Dataset excerpt:
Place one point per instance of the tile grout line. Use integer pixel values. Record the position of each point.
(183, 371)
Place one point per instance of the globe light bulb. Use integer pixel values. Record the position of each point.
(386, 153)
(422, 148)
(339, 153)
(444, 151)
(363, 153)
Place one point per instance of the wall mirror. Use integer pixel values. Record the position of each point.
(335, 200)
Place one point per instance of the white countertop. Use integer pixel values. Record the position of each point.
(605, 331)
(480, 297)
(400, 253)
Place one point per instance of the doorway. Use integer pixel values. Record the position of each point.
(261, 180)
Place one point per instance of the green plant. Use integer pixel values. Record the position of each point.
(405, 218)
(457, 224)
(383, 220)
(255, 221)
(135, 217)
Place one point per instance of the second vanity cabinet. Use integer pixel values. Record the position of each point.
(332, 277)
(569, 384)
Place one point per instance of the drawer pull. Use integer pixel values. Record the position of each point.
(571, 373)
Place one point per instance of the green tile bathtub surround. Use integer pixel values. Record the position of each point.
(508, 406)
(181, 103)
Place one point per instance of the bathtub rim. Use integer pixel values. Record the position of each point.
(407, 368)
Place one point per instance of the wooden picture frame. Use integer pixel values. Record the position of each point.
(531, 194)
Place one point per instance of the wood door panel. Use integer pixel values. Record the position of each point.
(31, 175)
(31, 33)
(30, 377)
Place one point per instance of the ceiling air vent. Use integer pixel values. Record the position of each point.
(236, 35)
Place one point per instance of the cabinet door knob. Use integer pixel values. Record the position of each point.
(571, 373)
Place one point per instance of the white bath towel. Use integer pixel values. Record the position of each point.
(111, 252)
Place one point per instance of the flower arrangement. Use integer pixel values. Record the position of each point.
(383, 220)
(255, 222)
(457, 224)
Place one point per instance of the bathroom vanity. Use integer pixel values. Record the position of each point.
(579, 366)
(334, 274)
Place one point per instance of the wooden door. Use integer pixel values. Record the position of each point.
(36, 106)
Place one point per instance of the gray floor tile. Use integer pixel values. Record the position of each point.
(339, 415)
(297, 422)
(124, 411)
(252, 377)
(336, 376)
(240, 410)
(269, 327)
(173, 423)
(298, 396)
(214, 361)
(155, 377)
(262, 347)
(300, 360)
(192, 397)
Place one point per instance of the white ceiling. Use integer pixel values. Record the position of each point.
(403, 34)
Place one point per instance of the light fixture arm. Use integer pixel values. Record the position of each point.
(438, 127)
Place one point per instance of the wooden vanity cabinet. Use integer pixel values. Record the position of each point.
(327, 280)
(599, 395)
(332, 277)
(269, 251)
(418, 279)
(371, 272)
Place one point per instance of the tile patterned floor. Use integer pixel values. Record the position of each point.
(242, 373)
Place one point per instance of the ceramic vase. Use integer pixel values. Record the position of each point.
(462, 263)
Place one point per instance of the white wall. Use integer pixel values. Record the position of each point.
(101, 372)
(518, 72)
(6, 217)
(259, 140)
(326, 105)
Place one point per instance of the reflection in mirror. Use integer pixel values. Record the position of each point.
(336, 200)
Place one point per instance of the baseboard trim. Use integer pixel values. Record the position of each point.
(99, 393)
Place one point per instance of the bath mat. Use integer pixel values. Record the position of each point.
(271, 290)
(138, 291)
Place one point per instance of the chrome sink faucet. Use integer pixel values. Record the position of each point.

- Task to carry out: Update the listing lines from the one containing "Place one point per instance of the baseboard" through the end of the listing, replacing "bath mat" with "bath rug" and leaving all else unchanged. Give only those lines.

- Right answer:
Place one point per instance of the baseboard trim. Use integer pixel values. Record the position of each point.
(99, 393)
Place one point per instance of the bath rug. Use integer pixel values. Record the position of each point.
(271, 290)
(138, 291)
Place one point per instance of the chrome sink faucet. Use integer pixel values. Record the position of each point.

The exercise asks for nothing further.